--- Texte de l'exercice ---

Avec Un jardin de silence, Thomas Jolly, L. (Raphaële Lannadère) et Babx portent le souvenir de Barbara au présent. Entre poésie et humanité.
— Par Gérald Rossi —
Sur le rideau de scène s’écrit le nom du ministre de la Culture, Frédéric Mitterrand, qui va remettre un prix à une jeune auteure interprète. Nous sommes en juin 2011, c’est la 30e édition de la Fête de la musique. Tribune, micros, pots de fleurs, tout y est. Même le ministre, sauf que nous sommes au théâtre, et que c’est Thomas Jolly qui a passé le costume. Il ne singe pas les gesticulations vocales mais s’inspire de la couleur des mots, des abysses de sens, des volutes de phrases qui s’oublient à peine entendues. Et c’est d’une drôlerie formidable. Thomas Jolly enfilera plusieurs habits dans ce spectacle inclassable qu’il a mis en scène. Jamais il n’imite, toujours il grossit le trait, jusqu’au-delà de l’absurde. Toute de noir vêtue, lunettes en prime, souvent devant un micro, comme en récital, L. (Raphaële Lannadère) lui donne la réplique, enfin si l’on veut : c’est bien mieux que cela. L. est Barbara, la « longue dame brune », disparue il y a vingt-deux ans déjà. Au présent, L. dit : « Elle est louve, elle est aigle, elle est aussi petite fille au cœur battant, elle est drôle, elle est punk, elle crie (…) J’étais fidèle à ce qu’elle me lègue, à ce qu’elle nous lègue à tous, une exigence de loyauté sans égale, envers soi, une injonction au courage, à l’amour : ne pas tricher. »

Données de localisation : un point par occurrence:
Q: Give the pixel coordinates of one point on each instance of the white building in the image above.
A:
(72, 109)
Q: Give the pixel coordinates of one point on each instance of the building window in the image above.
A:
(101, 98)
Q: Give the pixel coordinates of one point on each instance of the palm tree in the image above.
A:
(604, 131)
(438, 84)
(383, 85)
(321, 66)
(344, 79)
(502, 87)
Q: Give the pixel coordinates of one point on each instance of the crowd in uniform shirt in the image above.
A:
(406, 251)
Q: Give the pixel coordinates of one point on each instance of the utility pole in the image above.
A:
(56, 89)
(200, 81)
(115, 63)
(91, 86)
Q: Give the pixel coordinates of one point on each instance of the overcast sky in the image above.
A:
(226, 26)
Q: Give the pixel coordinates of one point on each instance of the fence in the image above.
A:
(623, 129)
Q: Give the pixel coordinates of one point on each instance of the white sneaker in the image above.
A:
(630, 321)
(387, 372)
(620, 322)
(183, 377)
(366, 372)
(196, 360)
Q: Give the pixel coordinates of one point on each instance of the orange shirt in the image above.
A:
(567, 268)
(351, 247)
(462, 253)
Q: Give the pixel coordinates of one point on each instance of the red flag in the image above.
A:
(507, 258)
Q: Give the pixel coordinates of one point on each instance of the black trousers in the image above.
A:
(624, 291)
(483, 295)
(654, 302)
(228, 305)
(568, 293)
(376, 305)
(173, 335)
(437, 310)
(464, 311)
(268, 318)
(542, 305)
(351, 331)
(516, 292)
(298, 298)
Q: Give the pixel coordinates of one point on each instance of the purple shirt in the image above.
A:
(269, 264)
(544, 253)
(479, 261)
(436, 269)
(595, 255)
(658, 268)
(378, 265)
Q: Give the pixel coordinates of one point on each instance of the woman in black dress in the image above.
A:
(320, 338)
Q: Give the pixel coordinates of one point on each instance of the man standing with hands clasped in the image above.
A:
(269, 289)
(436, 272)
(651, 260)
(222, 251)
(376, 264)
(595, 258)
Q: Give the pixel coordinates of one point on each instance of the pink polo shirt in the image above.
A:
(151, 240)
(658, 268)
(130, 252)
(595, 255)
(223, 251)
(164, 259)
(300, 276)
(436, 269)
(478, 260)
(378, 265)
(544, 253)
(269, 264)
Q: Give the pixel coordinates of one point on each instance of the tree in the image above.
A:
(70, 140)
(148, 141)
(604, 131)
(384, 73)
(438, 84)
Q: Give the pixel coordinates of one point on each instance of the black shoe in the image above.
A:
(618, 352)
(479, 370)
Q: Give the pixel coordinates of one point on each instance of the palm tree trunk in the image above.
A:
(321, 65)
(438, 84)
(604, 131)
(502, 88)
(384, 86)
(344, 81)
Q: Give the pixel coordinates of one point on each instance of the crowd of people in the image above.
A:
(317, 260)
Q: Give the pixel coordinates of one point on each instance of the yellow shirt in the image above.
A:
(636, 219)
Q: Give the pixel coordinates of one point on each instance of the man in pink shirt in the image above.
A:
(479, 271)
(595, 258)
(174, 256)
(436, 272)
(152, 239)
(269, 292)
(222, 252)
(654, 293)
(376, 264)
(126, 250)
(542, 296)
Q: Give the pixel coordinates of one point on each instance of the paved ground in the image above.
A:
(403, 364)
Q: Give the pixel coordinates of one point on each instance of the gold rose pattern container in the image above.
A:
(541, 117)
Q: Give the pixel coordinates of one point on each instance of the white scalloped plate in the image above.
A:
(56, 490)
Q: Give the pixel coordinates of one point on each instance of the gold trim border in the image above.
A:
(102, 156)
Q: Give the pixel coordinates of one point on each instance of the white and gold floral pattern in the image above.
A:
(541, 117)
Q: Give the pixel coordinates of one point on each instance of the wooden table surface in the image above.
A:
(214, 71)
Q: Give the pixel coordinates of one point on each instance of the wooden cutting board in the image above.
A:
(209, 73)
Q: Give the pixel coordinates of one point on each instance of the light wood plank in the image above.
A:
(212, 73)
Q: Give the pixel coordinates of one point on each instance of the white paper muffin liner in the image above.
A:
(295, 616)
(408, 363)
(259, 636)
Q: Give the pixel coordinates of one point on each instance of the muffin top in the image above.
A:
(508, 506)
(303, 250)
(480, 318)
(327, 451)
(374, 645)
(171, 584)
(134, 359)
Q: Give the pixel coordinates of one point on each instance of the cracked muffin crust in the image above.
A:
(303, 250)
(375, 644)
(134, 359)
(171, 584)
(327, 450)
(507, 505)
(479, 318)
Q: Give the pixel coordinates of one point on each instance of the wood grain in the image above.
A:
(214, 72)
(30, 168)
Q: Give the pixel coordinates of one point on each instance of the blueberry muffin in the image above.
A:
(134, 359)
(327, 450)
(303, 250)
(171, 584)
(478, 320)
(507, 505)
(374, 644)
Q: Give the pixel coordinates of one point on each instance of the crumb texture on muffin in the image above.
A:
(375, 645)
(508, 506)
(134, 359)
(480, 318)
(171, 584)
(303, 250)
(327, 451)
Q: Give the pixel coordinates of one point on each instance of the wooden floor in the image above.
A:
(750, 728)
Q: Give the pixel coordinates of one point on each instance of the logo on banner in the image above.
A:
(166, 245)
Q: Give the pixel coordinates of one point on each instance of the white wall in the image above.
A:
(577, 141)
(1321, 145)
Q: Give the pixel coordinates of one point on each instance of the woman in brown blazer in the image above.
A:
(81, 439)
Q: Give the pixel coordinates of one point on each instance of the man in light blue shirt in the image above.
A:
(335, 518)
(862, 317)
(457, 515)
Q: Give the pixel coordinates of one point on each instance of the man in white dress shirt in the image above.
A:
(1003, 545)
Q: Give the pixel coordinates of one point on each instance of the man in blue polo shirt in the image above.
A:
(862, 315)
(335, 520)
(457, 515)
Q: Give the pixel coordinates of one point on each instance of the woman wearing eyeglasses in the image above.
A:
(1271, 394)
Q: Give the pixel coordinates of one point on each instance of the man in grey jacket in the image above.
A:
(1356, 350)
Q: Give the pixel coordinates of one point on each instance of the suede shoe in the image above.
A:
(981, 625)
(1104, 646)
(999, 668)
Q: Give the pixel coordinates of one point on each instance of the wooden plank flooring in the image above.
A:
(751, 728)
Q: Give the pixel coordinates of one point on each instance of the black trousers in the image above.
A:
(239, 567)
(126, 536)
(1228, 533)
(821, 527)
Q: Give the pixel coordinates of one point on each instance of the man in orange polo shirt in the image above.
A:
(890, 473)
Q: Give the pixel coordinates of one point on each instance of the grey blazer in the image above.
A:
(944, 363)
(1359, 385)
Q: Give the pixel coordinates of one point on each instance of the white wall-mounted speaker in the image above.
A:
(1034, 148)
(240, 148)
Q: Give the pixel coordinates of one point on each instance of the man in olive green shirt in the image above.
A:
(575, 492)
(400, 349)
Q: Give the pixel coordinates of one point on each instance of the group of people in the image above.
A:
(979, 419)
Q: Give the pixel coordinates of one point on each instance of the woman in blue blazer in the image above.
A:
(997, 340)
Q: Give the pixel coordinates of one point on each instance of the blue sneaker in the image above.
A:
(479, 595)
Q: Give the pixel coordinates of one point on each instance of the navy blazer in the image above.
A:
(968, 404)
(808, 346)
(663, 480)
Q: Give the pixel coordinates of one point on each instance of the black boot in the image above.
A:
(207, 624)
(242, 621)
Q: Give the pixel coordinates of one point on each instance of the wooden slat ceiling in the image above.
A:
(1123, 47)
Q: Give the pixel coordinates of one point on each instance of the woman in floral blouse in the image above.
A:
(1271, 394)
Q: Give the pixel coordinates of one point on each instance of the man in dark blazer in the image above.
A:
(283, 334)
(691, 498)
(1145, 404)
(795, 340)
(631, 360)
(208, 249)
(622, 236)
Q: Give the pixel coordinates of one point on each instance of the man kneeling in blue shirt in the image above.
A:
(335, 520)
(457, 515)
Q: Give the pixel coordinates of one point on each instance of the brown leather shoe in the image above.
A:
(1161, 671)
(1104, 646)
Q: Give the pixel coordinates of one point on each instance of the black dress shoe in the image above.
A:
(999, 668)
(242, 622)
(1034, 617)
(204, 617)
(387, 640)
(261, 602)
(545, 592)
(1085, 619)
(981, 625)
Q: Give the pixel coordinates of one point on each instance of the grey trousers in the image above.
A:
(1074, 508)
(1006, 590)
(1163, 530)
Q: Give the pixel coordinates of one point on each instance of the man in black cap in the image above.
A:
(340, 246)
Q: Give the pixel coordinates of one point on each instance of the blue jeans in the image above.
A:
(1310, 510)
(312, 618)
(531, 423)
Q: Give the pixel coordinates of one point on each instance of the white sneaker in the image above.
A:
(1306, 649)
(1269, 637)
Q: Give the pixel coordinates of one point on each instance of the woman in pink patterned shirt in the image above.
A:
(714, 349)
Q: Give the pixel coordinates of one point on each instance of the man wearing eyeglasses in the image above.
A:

--- Activité ---
Notez tous les noms de personnes qui figurent dans le texte sur Un jardin de silence, y compris celui qui suit « Par ».

--- Votre réponse ---
Thomas Jolly, L. (Raphaële Lannadère), Babx, Barbara, Gérald Rossi, Frédéric Mitterrand